_What is required_
Please copy the listing below with every occurrence of "carved stone ornament" replaced by "stone relief carving" and everything else unchanged.
-- START OF Record extracts --
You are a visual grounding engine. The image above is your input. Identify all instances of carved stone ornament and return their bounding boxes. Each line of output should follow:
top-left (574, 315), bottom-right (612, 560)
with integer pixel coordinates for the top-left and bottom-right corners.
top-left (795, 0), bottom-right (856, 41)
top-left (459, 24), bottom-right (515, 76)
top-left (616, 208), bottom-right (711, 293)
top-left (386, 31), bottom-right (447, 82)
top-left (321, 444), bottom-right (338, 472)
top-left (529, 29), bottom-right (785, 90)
-- END OF Record extracts --
_Answer_
You are a visual grounding engine. The image above is your input. Identify all instances of stone relief carving and return their bounding boxes. Each line of output should follow:
top-left (574, 315), bottom-right (612, 560)
with integer pixel coordinates for the top-left and bottom-right corners.
top-left (795, 0), bottom-right (856, 41)
top-left (459, 24), bottom-right (515, 76)
top-left (616, 208), bottom-right (711, 293)
top-left (386, 31), bottom-right (447, 82)
top-left (321, 444), bottom-right (338, 472)
top-left (529, 29), bottom-right (785, 90)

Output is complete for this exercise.